(Data records)
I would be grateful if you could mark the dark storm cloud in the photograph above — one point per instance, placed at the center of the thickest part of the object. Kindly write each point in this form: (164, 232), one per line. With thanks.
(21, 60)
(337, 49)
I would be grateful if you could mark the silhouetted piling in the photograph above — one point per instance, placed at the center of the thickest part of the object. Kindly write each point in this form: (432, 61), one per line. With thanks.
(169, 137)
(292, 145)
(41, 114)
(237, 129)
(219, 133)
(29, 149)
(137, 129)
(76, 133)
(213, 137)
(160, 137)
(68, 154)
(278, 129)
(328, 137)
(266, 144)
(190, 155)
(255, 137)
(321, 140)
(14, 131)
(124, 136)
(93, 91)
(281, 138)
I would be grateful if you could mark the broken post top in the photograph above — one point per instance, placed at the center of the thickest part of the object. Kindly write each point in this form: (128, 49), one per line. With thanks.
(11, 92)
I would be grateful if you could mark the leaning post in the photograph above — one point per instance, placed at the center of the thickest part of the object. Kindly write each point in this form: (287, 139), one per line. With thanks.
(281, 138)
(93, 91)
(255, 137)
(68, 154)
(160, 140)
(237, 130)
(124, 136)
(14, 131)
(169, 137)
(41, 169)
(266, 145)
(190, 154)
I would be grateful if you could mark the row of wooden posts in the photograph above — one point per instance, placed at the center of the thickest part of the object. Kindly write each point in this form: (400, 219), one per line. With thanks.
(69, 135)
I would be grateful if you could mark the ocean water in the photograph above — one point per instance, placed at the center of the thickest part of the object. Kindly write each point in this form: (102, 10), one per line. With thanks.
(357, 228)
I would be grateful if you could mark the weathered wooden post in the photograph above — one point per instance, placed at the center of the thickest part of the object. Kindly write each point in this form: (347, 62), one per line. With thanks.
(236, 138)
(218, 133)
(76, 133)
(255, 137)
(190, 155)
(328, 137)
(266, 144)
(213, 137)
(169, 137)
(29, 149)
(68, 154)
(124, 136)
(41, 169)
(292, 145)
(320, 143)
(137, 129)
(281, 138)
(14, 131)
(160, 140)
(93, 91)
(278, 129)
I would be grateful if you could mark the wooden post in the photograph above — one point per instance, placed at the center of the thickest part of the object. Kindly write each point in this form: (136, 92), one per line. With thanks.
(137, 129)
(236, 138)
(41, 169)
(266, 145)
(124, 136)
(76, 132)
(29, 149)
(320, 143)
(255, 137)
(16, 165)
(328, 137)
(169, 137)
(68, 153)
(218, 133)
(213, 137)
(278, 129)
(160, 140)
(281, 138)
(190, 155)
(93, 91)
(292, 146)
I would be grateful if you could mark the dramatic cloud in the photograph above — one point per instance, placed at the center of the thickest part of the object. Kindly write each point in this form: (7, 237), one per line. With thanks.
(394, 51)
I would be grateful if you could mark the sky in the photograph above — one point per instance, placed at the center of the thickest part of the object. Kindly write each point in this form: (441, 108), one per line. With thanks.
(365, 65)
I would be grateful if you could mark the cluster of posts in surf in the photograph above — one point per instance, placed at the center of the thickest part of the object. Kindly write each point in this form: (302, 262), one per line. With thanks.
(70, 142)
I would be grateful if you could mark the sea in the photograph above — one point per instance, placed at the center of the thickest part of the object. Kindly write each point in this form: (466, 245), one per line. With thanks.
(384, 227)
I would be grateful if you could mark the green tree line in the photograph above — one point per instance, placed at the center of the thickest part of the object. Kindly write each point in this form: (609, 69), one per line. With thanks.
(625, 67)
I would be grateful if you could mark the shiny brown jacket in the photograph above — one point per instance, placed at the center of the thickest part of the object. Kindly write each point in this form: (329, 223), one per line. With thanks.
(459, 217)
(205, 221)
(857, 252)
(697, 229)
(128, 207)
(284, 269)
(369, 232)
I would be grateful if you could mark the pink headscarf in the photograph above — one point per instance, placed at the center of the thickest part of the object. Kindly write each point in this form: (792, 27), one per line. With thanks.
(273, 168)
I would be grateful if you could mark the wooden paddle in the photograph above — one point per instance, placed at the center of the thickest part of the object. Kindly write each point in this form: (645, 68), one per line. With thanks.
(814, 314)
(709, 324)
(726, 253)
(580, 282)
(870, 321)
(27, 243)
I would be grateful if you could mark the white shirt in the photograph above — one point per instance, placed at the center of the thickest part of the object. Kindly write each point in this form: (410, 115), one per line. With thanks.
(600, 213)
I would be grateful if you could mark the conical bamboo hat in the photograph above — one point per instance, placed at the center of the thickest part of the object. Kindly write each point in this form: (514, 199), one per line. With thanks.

▶ **The exercise**
Extract each line of the listing above, copying it word for word.

▶ **Solution for this task**
I would be grateful if you could mark the dark storm cloud in the photograph above — one point per instance, placed at the center of the thickest part of the object. Kindly write each point in this form: (164, 232), one per line. With thanks.
(21, 60)
(337, 49)
I would be grateful if you could mark the silhouetted piling in the photograph above — one point per instance, placed at the center of the thickest part of the object. Kindly write each point in this form: (432, 61), one per line. With thanks.
(169, 137)
(292, 145)
(41, 114)
(237, 129)
(219, 133)
(29, 149)
(137, 129)
(76, 133)
(213, 137)
(160, 137)
(68, 154)
(278, 129)
(328, 137)
(266, 144)
(190, 155)
(255, 137)
(321, 140)
(14, 131)
(124, 136)
(93, 91)
(281, 138)
I would be grateful if you could mark the broken post top in the photograph above — one point per instance, placed at the center of the thickest part of the object. Kindly write each point in this form: (128, 49), one per line. With thanks.
(11, 92)
I would be grateful if you could mark the leaning post in the photograph above — one point per instance, placed at the center of the thickest part of the object. Kindly write each point in this form: (287, 139), one per line. With thanks.
(281, 138)
(93, 91)
(255, 137)
(68, 154)
(160, 140)
(237, 130)
(124, 136)
(14, 131)
(169, 137)
(41, 169)
(266, 145)
(190, 154)
I would be grateful if you could mark the row of wooden posts in the photograph above — one point per instance, placed at the center of the thickest part of the object. Kindly write each point in this form: (400, 219), one per line. With thanks.
(69, 135)
I would be grateful if you could mark the ocean water in the photograph above — one point per instance, placed at the center of the thickest part of the object. Kindly write each point in this form: (102, 10), one per line. With thanks.
(357, 228)
I would be grateful if you could mark the weathered wooden post in the photograph above — one point per instance, placed at the center of the thickest part of the object. Kindly write each point in this form: (347, 62), one per line. With thanks.
(236, 138)
(218, 133)
(76, 133)
(255, 137)
(190, 155)
(328, 137)
(266, 144)
(213, 137)
(169, 137)
(29, 149)
(68, 154)
(124, 136)
(41, 169)
(292, 145)
(320, 143)
(137, 129)
(281, 138)
(14, 131)
(160, 140)
(93, 91)
(278, 129)
I would be grateful if you could mark the wooden post in the photograph above — one point per instance, placed at the center of the thickest part of the object. Kindly write each point in this form: (136, 92), one per line. With thanks.
(137, 129)
(236, 138)
(41, 169)
(266, 145)
(124, 136)
(76, 132)
(29, 149)
(320, 143)
(255, 137)
(16, 165)
(328, 137)
(169, 137)
(68, 153)
(218, 133)
(213, 137)
(278, 129)
(160, 140)
(281, 138)
(190, 155)
(93, 91)
(292, 146)
I would be grateful if you could mark the dramatic cloud in the photograph above — one point per instance, placed at the center of the thickest part of the object. Kindly write each point in this form: (7, 237), one per line. With thanks.
(394, 51)
I would be grateful if you could mark the sky in the photograph above — one point per instance, placed at the center of the thickest part of the object. Kindly write each point in this form: (441, 108), one per line. With thanks.
(365, 65)
I would be grateful if you could mark the cluster of posts in surf in the photograph above — one point per instance, placed at the center of the thickest part of the object. Kindly write each point in this form: (302, 262), one per line. With thanks.
(70, 142)
I would be grateful if you could mark the sea in the photograph above — one point per instance, placed at the center of the thickest part of the object. Kindly write each point in this form: (466, 245), one per line. With thanks.
(384, 227)
I would be grateful if you could mark the green tree line in the photograph above — one point per instance, placed at the center of the thickest part of the object. Kindly write each point in this form: (609, 69), one per line. With thanks.
(625, 67)
I would be grateful if you could mark the shiny brown jacket in the photograph above — one point per instance, placed at the center of the thickest part of the object. Kindly write each point in this form: (329, 223), one per line. With thanks.
(459, 217)
(205, 221)
(857, 252)
(697, 229)
(128, 207)
(284, 269)
(369, 232)
I would be grateful if you could mark the pink headscarf in the photograph above — one point per instance, placed at the center of the thickest part of the object. Kindly write each point in this form: (792, 27), one per line. With thanks.
(273, 168)
I would be grateful if you could mark the wooden paddle in the photograph above — one point per instance, placed at the center of the thickest part of the object. Kindly write each point in this form: (645, 68), one per line. With thanks.
(814, 314)
(709, 324)
(726, 253)
(580, 282)
(870, 321)
(27, 243)
I would be grateful if you could mark the white shirt in the photograph above — one point per instance, placed at the center of the thickest part of the object. Kindly write each point in this form: (410, 115), one per line. With thanks.
(600, 213)
I would be grateful if you could mark the conical bamboo hat in the photograph above — one point per instance, placed at the center of the thickest part of the object. Kindly write each point in this form: (514, 199), one per line. With thanks.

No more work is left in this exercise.